Dataset records about object locations:
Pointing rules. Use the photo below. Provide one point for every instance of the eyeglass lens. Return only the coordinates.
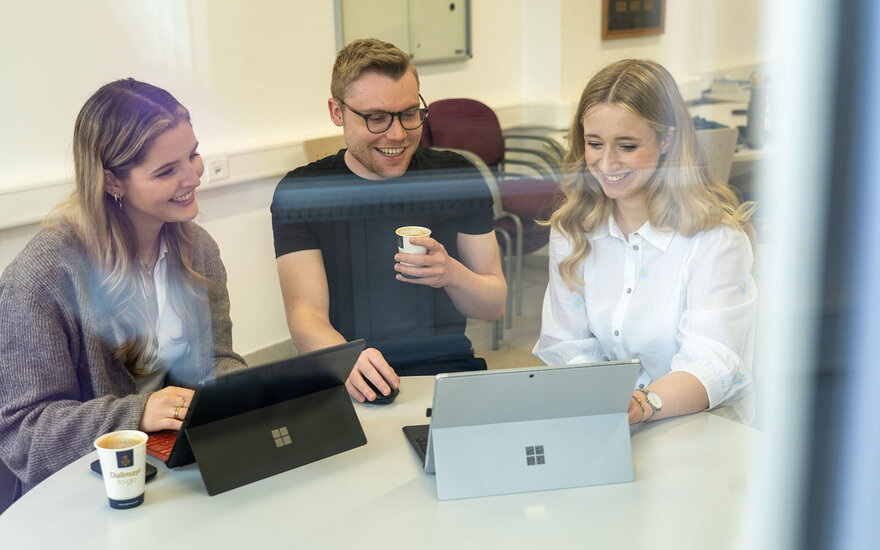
(410, 120)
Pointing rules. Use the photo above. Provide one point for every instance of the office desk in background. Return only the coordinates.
(693, 479)
(745, 160)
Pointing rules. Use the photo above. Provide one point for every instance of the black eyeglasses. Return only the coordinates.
(377, 123)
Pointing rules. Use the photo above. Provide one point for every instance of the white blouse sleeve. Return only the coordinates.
(716, 332)
(565, 329)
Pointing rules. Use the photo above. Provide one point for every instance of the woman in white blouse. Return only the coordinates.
(650, 256)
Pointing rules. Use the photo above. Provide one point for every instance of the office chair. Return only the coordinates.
(470, 125)
(8, 483)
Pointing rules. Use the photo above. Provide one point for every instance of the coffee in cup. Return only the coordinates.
(123, 457)
(404, 234)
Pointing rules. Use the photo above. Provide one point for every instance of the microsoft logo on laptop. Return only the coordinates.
(535, 455)
(282, 437)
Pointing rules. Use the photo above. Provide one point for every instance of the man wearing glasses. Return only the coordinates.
(334, 223)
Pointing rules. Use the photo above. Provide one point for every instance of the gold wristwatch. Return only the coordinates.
(654, 401)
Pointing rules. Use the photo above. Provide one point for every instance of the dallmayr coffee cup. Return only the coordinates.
(123, 457)
(404, 234)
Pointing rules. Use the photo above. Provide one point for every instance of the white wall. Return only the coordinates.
(701, 37)
(255, 75)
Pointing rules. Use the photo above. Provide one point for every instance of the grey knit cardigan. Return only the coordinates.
(59, 385)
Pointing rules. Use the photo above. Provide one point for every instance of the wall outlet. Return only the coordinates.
(218, 169)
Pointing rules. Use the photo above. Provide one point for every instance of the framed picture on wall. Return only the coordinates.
(627, 18)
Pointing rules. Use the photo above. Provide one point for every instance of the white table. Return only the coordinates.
(693, 480)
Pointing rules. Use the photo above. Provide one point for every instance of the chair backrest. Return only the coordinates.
(319, 148)
(718, 146)
(465, 124)
(8, 482)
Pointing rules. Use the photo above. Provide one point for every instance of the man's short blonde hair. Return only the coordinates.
(368, 55)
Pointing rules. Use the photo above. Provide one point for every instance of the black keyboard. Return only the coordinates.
(418, 438)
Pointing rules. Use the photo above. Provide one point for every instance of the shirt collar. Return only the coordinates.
(655, 237)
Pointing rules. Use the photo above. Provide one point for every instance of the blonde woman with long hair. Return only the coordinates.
(650, 256)
(119, 304)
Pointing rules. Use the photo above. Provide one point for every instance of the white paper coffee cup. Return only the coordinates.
(404, 234)
(123, 457)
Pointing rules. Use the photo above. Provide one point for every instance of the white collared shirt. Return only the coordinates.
(169, 330)
(676, 303)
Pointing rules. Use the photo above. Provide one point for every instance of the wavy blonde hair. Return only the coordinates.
(682, 196)
(114, 131)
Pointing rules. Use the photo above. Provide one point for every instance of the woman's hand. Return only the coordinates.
(166, 409)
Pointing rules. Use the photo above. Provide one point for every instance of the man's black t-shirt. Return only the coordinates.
(352, 220)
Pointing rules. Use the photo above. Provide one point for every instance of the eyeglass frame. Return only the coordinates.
(398, 114)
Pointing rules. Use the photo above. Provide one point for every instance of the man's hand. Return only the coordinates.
(371, 365)
(437, 269)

## Goal of the exercise:
Can you lay out the lines from the one containing "the man's hand. Return only the coordinates." through the end of the records, both ends included, as a JSON list of strings with one string per line and blank lines omitted?

## Finished answer:
[
  "Pointing rules. Use the photo above. Provide one point for every instance of the man's hand. Return only the coordinates.",
  "(371, 365)",
  "(437, 269)"
]